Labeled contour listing
──────
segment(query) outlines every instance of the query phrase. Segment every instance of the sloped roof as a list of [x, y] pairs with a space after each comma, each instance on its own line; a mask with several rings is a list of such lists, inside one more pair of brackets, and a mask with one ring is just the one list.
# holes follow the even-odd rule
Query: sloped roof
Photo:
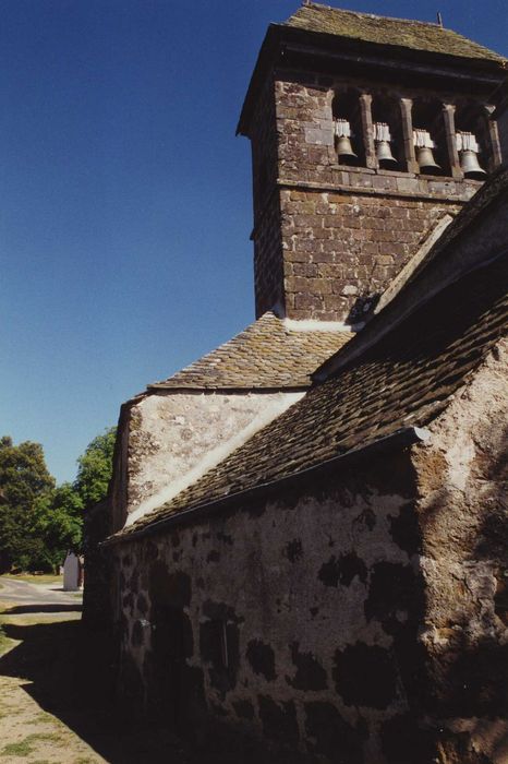
[[[299, 323], [302, 327], [295, 329]], [[309, 330], [303, 322], [289, 324], [268, 311], [225, 345], [148, 390], [307, 387], [312, 372], [351, 336], [339, 324]]]
[[503, 61], [498, 53], [462, 37], [438, 24], [407, 19], [390, 19], [370, 13], [342, 11], [318, 3], [303, 5], [286, 22], [287, 26], [360, 39], [379, 45], [396, 45], [413, 50], [425, 50], [470, 59]]
[[196, 484], [119, 535], [129, 538], [182, 510], [295, 475], [402, 427], [425, 426], [506, 334], [507, 293], [508, 256], [469, 272], [358, 362], [311, 389]]

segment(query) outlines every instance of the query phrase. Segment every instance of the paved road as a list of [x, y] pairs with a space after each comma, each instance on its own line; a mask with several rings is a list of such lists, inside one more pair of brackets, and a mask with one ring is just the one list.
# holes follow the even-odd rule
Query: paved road
[[76, 592], [63, 592], [61, 584], [28, 584], [26, 581], [15, 581], [14, 578], [0, 578], [0, 601], [13, 602], [21, 607], [49, 609], [55, 612], [59, 606], [80, 604]]

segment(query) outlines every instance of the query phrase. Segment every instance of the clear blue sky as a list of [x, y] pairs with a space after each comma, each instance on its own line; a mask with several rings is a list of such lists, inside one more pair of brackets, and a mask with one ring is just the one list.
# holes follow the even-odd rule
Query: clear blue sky
[[[250, 146], [266, 27], [299, 0], [2, 0], [0, 434], [58, 480], [120, 404], [253, 319]], [[337, 3], [339, 4], [339, 3]], [[507, 55], [506, 0], [362, 0]]]

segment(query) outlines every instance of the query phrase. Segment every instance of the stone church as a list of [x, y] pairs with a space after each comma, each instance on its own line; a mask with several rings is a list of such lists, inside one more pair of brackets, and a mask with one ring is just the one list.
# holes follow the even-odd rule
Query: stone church
[[269, 26], [238, 126], [256, 320], [122, 406], [88, 518], [84, 614], [136, 712], [508, 762], [506, 65], [315, 3]]

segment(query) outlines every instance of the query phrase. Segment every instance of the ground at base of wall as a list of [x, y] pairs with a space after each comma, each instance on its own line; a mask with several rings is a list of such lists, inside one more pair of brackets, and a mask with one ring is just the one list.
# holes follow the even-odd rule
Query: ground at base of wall
[[81, 623], [81, 606], [51, 611], [0, 601], [2, 764], [298, 764], [244, 741], [207, 735], [201, 744], [114, 713], [104, 634]]

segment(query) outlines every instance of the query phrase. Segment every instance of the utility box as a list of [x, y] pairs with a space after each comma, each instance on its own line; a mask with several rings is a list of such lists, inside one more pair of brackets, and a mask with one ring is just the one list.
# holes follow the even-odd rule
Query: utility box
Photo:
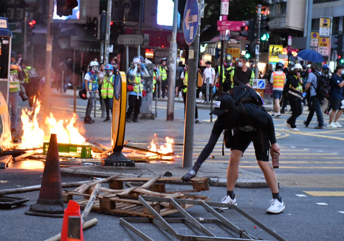
[[8, 28], [8, 21], [0, 17], [0, 92], [8, 103], [10, 88], [10, 65], [12, 32]]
──────
*What is being asked*: Reproduce the entire listing above, swapping each "even-odd rule" for "nonzero winding rule" and leaving every other character untouched. Omit the pictures from your copy.

*The result*:
segment(query) outlines every instance of the query phrase. Segment every instance of the sloped roof as a list of [x, y] pairs with a space after each comma, each instance on its own line; a mask with several rings is a list of such lists, inside one more pair of brackets, and a mask with one ring is just the one list.
# holes follow the nonzero winding rule
Query: sloped roof
Photo:
[[[299, 323], [302, 327], [295, 329]], [[309, 330], [303, 322], [289, 324], [268, 311], [225, 345], [148, 390], [307, 387], [312, 372], [351, 336], [339, 324]]]
[[503, 61], [498, 53], [462, 37], [438, 24], [407, 19], [390, 19], [370, 13], [342, 11], [318, 3], [303, 5], [286, 22], [287, 26], [360, 39], [379, 45], [396, 45], [413, 50], [425, 50], [470, 59]]
[[196, 484], [119, 535], [129, 538], [182, 510], [295, 475], [402, 427], [425, 426], [506, 334], [507, 293], [508, 256], [469, 272], [358, 362], [311, 389]]

segment(query) outlines every instance of the query phrase. Segment every instance of the paved road as a list of [x, y] pairs with a space after each comma, each instance on its own line; a mask with several rings is a list of such lists, inside one more pair of brackets, and a mask with one ring is just the one list.
# holes follow the nonzero winding rule
Query: paved road
[[76, 592], [63, 592], [61, 584], [28, 584], [26, 581], [15, 581], [14, 578], [0, 578], [0, 601], [13, 602], [21, 607], [49, 609], [55, 612], [59, 606], [80, 604]]

segment(query) outlines every instance of the query phrase. Segment every instance of the clear blue sky as a list of [x, y] pairs with a space after each comma, each instance on its own line; a mask with several rings is a list of such lists, inside one more pair of brackets, and a mask with one ring is just the one list.
# holes follow the nonzero winding rule
Query: clear blue sky
[[[250, 146], [266, 27], [299, 0], [2, 0], [0, 434], [58, 480], [120, 404], [253, 319]], [[337, 3], [339, 4], [339, 3]], [[507, 55], [506, 0], [362, 0]]]

segment(query) outlines every instance of the query phrase. Segment every instance of the stone church as a list of [x, y] pairs with a space after each comma, each instance on its own line; a mask with several rings is a list of such lists, inside one more pair of brackets, and a mask with one ring is just the one list.
# holes follow the nonzero winding rule
Query: stone church
[[269, 26], [238, 126], [256, 320], [122, 406], [88, 518], [84, 614], [136, 712], [508, 762], [506, 65], [315, 3]]

segment(query) outlines every instance of the query phrase. Segment every instance of the ground at base of wall as a list of [x, y] pairs with a space after each comma, each instance on its own line; a mask with several rings is a list of such lists, inside one more pair of brackets, and a mask with one ring is just the one list.
# holes follow the nonzero winding rule
Query: ground at base of wall
[[81, 623], [81, 606], [51, 611], [0, 601], [2, 764], [298, 764], [244, 741], [207, 735], [201, 744], [114, 713], [104, 634]]

segment(query) outlines every instance of the query phrase. Segment every instance of the utility box as a list of [x, y] pairs with a space after each comma, each instance on its own line; a mask with several rings is a list of such lists, inside one more pair of brackets, and a mask with one ring is just the one list.
# holes follow the nonzero winding rule
Query: utility box
Photo:
[[8, 28], [8, 21], [0, 17], [0, 92], [8, 103], [10, 88], [10, 65], [12, 32]]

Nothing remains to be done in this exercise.